INSTRUCTIONS FOR THE TASK: Please retype the data that follows, starting at the line containing "Annotate the girl's outstretched" and stopping after the last line.

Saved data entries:

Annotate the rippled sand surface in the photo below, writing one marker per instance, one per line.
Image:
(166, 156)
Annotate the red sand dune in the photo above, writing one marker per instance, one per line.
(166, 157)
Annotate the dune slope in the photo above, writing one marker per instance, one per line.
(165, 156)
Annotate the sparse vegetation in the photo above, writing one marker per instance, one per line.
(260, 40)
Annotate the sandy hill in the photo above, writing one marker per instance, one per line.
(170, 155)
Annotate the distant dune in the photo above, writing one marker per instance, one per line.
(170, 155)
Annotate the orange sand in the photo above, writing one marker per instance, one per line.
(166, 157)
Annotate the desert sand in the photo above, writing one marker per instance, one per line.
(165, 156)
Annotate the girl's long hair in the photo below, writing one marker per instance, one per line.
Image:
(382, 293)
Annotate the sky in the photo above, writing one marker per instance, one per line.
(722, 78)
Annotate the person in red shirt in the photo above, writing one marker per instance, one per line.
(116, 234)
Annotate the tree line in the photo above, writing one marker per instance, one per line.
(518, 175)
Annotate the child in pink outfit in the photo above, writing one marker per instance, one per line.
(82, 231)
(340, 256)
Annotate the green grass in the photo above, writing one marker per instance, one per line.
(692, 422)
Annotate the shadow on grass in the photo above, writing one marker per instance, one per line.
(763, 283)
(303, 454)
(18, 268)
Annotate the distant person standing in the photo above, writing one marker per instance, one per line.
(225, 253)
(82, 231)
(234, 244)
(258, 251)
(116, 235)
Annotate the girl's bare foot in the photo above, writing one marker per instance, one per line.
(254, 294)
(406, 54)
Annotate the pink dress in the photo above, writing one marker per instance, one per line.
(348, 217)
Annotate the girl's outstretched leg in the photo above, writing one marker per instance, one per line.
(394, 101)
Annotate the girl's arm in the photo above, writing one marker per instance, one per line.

EXERCISE RESPONSE:
Annotate the girl's outstretched leg in the photo above, writing one marker per instance, one per line.
(394, 101)
Annotate the girl's arm in the photo above, writing one marker per instance, one per line.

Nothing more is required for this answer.